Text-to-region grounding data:
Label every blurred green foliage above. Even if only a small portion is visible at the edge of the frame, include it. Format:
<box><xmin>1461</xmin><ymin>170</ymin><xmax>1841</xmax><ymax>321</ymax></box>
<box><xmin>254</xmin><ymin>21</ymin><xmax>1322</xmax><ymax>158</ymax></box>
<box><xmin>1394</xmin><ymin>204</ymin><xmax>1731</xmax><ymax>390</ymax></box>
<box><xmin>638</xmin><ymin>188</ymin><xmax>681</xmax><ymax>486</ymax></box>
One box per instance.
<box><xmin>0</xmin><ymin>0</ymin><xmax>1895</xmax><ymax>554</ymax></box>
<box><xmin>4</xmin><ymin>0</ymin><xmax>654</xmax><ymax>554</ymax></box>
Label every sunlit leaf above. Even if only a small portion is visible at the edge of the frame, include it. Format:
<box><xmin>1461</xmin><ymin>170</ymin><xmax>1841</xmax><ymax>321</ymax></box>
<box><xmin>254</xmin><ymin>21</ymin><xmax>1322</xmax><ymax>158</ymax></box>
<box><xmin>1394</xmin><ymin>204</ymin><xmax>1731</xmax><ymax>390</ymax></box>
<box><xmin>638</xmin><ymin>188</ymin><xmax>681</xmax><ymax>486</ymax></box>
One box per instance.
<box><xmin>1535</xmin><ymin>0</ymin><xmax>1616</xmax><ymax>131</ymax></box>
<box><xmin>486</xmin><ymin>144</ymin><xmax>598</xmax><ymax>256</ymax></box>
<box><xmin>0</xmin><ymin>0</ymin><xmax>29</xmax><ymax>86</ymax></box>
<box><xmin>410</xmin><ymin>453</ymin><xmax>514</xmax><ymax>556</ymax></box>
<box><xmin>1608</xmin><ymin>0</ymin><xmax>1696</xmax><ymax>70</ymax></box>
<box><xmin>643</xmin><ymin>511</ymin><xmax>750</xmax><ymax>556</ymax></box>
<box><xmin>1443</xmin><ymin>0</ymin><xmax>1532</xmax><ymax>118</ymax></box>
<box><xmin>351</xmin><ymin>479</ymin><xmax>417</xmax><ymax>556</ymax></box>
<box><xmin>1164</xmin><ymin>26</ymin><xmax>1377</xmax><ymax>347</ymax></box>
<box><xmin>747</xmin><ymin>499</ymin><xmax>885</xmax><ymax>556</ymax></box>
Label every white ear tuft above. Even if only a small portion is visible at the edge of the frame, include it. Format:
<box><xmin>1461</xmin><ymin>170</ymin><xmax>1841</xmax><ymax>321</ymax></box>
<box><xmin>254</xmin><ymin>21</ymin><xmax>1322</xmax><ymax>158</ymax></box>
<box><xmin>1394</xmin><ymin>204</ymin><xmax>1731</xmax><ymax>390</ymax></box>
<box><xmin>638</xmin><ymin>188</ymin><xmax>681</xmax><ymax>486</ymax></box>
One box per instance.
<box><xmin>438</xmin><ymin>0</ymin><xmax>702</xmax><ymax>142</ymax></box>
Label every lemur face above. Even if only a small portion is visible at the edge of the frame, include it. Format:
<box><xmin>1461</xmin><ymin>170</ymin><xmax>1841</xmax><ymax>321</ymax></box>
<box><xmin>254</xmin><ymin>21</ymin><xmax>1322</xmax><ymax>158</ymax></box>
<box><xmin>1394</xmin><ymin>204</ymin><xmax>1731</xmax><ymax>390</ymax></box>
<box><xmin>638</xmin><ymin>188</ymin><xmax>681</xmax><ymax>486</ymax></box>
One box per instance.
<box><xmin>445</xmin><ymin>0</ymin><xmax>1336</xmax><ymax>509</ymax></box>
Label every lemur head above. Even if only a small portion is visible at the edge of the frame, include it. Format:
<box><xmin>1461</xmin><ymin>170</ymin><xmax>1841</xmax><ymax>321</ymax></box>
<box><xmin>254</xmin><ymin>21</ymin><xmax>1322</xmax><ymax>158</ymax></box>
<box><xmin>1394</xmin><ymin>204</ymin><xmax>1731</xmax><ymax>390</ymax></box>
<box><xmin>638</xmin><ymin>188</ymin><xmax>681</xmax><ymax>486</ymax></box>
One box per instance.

# [TASK BRIEF]
Exactly how many lines in the data above hold "visible"? State that number only.

# [EXERCISE RESPONSE]
5